GIVEN TEXT:
-- start --

Warfare has evolved quite a bit from the first time we looked at another group of people and decided to fight them. We’ve come a long way from charging headfirst into each other and hoping our weapons hit their intended targets. There may have been a time when just having superior battle tactics and higher numbers would have ensured victory, though now, a numerically inferior force could easily take on a much bigger one by just having a technological upper hand on the battlefield.
Nearly all of the biggest countries in the world are now working hard at gaining that upper hand, and some of the breakthroughs in military tech in recent times have started to resemble things straight out of science fiction. While we knew that these technologies would definitely be a regular part of warfare at some point in the future, we didn’t know that future would be here so soon.
The idea of a superpowered weapon that could theoretically release a burst of electromagnetic radiation (e.g. an electromagnetic pulse [EMP]) and incapacitate all electronics in a given area has existed in science fiction for a long time. Any army that has access to such a weapon would gain an automatic advantage in a battle, as even one working weapons system is better than thousands that are disabled.

-- end --

MATERIAL SHOWN:
-- start --

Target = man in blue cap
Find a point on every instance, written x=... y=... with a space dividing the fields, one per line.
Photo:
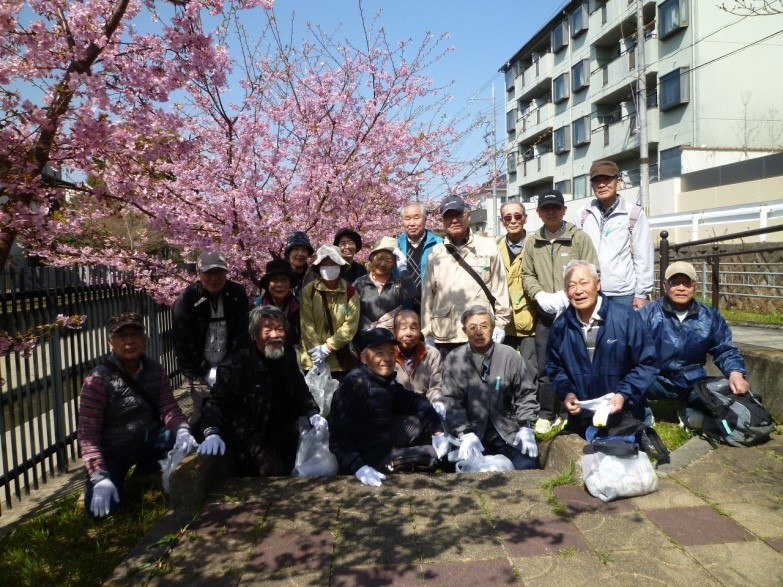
x=376 y=421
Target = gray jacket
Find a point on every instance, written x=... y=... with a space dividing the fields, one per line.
x=508 y=398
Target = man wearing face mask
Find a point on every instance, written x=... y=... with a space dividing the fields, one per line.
x=257 y=401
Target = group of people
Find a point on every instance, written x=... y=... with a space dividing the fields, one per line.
x=462 y=340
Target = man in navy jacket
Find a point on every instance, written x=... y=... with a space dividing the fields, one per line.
x=598 y=347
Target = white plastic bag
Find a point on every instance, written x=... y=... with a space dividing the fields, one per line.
x=322 y=387
x=485 y=463
x=313 y=458
x=171 y=462
x=609 y=477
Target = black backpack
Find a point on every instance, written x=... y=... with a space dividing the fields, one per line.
x=737 y=420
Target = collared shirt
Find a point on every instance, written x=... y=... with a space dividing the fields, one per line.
x=590 y=329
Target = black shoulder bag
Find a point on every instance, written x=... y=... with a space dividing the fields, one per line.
x=470 y=271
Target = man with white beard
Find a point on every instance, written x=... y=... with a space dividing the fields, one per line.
x=254 y=407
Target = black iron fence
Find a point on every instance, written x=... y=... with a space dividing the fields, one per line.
x=39 y=393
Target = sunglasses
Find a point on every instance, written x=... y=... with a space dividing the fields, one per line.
x=515 y=216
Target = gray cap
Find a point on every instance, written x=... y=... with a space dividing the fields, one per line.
x=212 y=260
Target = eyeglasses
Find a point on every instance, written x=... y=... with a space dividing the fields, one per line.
x=514 y=216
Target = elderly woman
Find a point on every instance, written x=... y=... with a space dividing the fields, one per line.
x=382 y=293
x=329 y=315
x=349 y=242
x=277 y=290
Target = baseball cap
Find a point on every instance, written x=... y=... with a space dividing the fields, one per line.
x=124 y=319
x=605 y=167
x=452 y=202
x=551 y=197
x=212 y=260
x=682 y=267
x=375 y=337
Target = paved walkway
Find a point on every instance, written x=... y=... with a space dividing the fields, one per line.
x=717 y=521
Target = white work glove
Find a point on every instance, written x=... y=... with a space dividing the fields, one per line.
x=402 y=260
x=370 y=476
x=212 y=445
x=185 y=441
x=211 y=377
x=102 y=495
x=561 y=302
x=470 y=447
x=318 y=423
x=441 y=445
x=525 y=441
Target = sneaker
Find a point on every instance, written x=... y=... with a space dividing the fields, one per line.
x=542 y=426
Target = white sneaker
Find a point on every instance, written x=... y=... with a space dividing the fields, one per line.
x=542 y=426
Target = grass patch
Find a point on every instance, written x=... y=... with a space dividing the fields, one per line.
x=66 y=546
x=565 y=477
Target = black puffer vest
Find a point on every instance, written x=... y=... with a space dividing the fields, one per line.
x=129 y=421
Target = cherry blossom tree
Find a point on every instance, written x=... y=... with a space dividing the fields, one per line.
x=212 y=152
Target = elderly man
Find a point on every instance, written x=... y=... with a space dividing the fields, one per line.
x=418 y=365
x=521 y=327
x=376 y=421
x=127 y=416
x=684 y=331
x=489 y=395
x=598 y=347
x=544 y=257
x=621 y=235
x=210 y=321
x=462 y=271
x=257 y=401
x=415 y=244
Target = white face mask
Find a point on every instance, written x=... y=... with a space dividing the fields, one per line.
x=329 y=272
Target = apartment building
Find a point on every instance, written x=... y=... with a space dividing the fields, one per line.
x=713 y=81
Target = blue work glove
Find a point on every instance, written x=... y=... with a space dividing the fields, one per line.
x=103 y=493
x=525 y=441
x=212 y=445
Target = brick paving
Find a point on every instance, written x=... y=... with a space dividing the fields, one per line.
x=716 y=521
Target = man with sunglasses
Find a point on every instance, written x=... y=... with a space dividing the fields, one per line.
x=521 y=326
x=621 y=235
x=684 y=331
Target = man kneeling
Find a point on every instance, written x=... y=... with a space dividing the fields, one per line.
x=257 y=401
x=375 y=420
x=489 y=395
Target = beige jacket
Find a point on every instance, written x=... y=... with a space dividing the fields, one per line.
x=448 y=289
x=523 y=317
x=315 y=331
x=423 y=375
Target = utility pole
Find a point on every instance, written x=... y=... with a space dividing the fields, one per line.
x=641 y=112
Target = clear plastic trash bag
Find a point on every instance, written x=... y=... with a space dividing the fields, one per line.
x=171 y=462
x=609 y=477
x=322 y=387
x=313 y=458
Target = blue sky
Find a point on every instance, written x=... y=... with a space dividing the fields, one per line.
x=484 y=34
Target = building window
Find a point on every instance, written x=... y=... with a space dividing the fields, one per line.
x=563 y=186
x=559 y=36
x=674 y=88
x=580 y=186
x=562 y=139
x=671 y=163
x=579 y=19
x=580 y=75
x=672 y=16
x=581 y=131
x=560 y=88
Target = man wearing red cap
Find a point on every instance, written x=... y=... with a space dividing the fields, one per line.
x=621 y=235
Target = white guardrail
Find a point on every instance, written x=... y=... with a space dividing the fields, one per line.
x=761 y=213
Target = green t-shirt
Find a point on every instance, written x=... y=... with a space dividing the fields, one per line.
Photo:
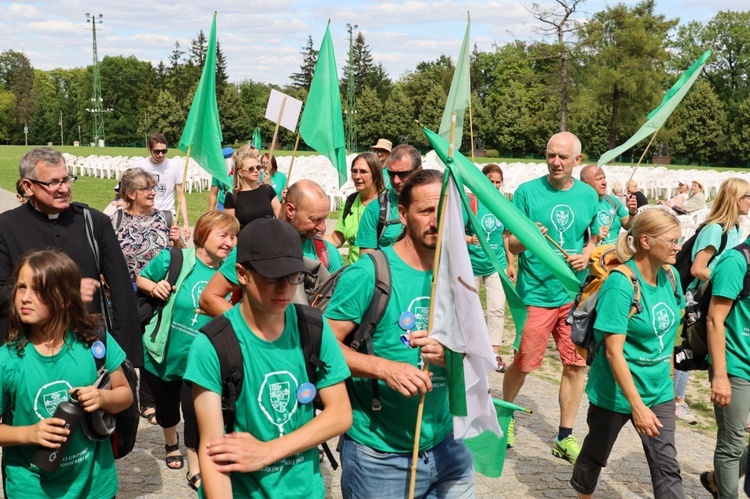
x=367 y=237
x=278 y=182
x=187 y=318
x=567 y=215
x=711 y=235
x=349 y=227
x=728 y=278
x=32 y=385
x=267 y=407
x=392 y=428
x=608 y=214
x=223 y=189
x=492 y=231
x=649 y=340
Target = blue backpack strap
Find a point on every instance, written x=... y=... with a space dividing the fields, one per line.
x=222 y=336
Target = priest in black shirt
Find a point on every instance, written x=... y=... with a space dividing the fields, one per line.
x=49 y=220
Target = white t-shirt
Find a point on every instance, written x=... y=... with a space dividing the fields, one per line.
x=168 y=174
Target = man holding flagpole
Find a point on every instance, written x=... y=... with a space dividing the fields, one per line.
x=565 y=210
x=376 y=452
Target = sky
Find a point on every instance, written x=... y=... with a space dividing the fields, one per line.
x=262 y=40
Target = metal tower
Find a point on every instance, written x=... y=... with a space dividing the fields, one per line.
x=351 y=106
x=96 y=109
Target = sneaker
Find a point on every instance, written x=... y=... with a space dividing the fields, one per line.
x=684 y=414
x=707 y=480
x=511 y=434
x=501 y=366
x=567 y=449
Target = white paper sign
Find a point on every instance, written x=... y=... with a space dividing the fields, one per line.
x=292 y=109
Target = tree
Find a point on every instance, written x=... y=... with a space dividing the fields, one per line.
x=126 y=83
x=728 y=69
x=17 y=75
x=699 y=125
x=369 y=117
x=362 y=66
x=740 y=141
x=235 y=126
x=398 y=118
x=166 y=116
x=559 y=24
x=624 y=60
x=307 y=68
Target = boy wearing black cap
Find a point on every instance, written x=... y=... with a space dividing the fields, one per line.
x=272 y=452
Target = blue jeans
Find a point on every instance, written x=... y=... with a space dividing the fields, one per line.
x=445 y=471
x=680 y=383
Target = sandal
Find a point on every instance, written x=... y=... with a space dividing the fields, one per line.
x=150 y=416
x=193 y=481
x=172 y=460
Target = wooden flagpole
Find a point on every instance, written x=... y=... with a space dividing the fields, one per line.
x=426 y=368
x=276 y=130
x=642 y=156
x=184 y=183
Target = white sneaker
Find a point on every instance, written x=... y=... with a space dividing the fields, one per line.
x=683 y=413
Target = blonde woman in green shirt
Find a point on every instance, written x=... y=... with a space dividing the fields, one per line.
x=367 y=176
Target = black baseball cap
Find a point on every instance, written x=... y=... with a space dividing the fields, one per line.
x=272 y=247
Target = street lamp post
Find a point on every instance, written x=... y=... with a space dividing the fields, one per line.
x=96 y=109
x=351 y=111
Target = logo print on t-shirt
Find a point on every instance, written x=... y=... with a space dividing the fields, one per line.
x=562 y=219
x=276 y=400
x=420 y=307
x=196 y=295
x=489 y=224
x=49 y=396
x=662 y=319
x=605 y=218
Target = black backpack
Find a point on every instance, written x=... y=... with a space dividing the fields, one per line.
x=384 y=200
x=126 y=422
x=224 y=339
x=684 y=259
x=148 y=306
x=690 y=356
x=361 y=338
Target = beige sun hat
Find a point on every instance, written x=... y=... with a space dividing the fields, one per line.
x=383 y=144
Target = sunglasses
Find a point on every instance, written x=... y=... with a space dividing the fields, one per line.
x=402 y=175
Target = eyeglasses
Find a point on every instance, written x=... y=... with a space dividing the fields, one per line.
x=402 y=175
x=54 y=184
x=669 y=242
x=296 y=278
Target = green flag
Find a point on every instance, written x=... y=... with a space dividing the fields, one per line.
x=202 y=133
x=516 y=222
x=487 y=449
x=658 y=116
x=255 y=140
x=459 y=97
x=322 y=124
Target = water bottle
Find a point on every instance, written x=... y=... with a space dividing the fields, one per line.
x=48 y=459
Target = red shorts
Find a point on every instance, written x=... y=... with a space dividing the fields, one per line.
x=540 y=322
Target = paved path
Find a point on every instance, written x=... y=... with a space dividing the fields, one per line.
x=530 y=469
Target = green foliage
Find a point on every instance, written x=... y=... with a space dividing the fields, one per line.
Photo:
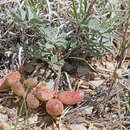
x=95 y=35
x=26 y=18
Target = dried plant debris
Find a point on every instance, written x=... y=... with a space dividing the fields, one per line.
x=87 y=39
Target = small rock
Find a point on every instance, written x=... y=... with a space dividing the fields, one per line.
x=4 y=126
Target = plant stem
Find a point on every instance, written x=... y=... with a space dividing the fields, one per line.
x=119 y=63
x=58 y=79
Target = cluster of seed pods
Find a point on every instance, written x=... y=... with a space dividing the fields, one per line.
x=40 y=93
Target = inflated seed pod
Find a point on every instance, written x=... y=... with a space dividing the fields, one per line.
x=54 y=107
x=6 y=81
x=32 y=101
x=70 y=98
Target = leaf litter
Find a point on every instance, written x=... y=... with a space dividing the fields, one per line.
x=88 y=114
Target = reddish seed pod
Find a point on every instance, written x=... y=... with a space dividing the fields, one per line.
x=3 y=84
x=54 y=107
x=44 y=94
x=13 y=77
x=70 y=98
x=18 y=88
x=30 y=82
x=6 y=81
x=32 y=101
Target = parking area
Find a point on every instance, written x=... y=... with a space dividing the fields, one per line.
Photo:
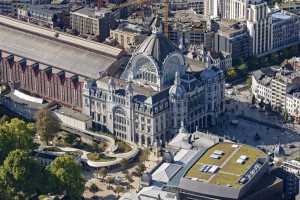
x=246 y=123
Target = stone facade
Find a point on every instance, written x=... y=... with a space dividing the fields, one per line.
x=154 y=95
x=38 y=79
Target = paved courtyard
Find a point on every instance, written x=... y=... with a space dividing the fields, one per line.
x=253 y=121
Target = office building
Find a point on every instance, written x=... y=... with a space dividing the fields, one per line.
x=285 y=30
x=278 y=87
x=232 y=39
x=155 y=94
x=91 y=23
x=50 y=65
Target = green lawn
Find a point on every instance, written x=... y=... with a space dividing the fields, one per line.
x=99 y=157
x=225 y=147
x=240 y=169
x=123 y=147
x=226 y=179
x=194 y=172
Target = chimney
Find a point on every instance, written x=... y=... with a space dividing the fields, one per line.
x=100 y=4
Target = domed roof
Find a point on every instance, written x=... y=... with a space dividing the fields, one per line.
x=177 y=90
x=157 y=46
x=182 y=129
x=279 y=151
x=168 y=157
x=129 y=88
x=146 y=178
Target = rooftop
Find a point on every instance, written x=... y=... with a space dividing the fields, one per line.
x=91 y=12
x=72 y=113
x=229 y=171
x=50 y=52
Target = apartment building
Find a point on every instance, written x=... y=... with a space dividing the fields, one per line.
x=91 y=22
x=232 y=39
x=279 y=87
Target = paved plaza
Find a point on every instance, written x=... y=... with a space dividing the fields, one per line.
x=253 y=121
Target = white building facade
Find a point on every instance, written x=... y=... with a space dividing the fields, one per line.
x=154 y=94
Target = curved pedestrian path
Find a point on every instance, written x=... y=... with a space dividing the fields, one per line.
x=109 y=151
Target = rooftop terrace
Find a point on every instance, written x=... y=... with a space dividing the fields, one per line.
x=228 y=172
x=65 y=52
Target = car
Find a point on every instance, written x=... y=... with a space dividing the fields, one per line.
x=292 y=146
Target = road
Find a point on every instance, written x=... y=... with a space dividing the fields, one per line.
x=252 y=121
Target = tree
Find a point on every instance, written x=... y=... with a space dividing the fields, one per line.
x=110 y=180
x=46 y=125
x=140 y=169
x=253 y=100
x=119 y=189
x=249 y=82
x=15 y=134
x=66 y=177
x=253 y=63
x=231 y=73
x=144 y=156
x=243 y=68
x=20 y=174
x=124 y=163
x=94 y=188
x=103 y=172
x=129 y=178
x=285 y=116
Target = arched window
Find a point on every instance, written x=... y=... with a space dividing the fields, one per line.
x=119 y=120
x=144 y=69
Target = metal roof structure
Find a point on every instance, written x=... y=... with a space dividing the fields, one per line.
x=157 y=46
x=65 y=54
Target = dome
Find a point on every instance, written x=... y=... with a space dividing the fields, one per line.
x=177 y=90
x=146 y=178
x=157 y=46
x=168 y=157
x=111 y=83
x=279 y=151
x=182 y=129
x=129 y=88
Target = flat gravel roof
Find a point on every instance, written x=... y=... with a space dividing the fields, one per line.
x=53 y=53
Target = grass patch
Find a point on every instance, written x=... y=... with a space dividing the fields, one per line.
x=240 y=169
x=74 y=153
x=99 y=157
x=53 y=149
x=123 y=147
x=226 y=179
x=225 y=147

-- end --

TASK DETAILS:
Continue the text on military technology from the point where it stops. The rows are not needed for this.

RIGHT ANSWER:
Many countries have ongoing projects attempting to make such a thing, but it looks like the US Air Force already has it. Called the Counter-electronics High-powered Microwave Advanced Missile Project, or CHAMP, the weapon was able to successfully target and disable the electronics of seven separate buildings during a test in Utah. Thankfully, it’s able to pinpoint specific targets instead of just bombarding a whole area with the pulse, ensuring that civilians won’t be affected during a live operation.
The speed of sound isn’t anywhere close to the speed of light, and saying that overtaking it is any sort of a breakthrough in 2019 would be dishonest. We have many things that can breach the sound barrier like it’s nothing, though most of it is military tech, like jets and missiles, and also super-expensive to build. It’s not the same for hypersonic speed, though, which is at least five times the speed of sound and much more difficult to achieve.
It’s one of those things we thought we’d see farther in the future, but that was until China put its hypersonic missiles to the test. Unfortunately for all of China’s potential enemies, the tests were successful. Developing hypersonic missiles has been a top priority for the United States for some time now, so it would be interesting to see what they come up with now that China has seemingly taken the lead in that arms race.
Thirty years ago, few would have imagined that we’d have unmanned flying objects capable of carrying out military operations from a safe distance. Drones (aka UAVs) have already transformed the way we conduct warfare as well as other parts of life, like news reporting and drunken bets at tech school parties.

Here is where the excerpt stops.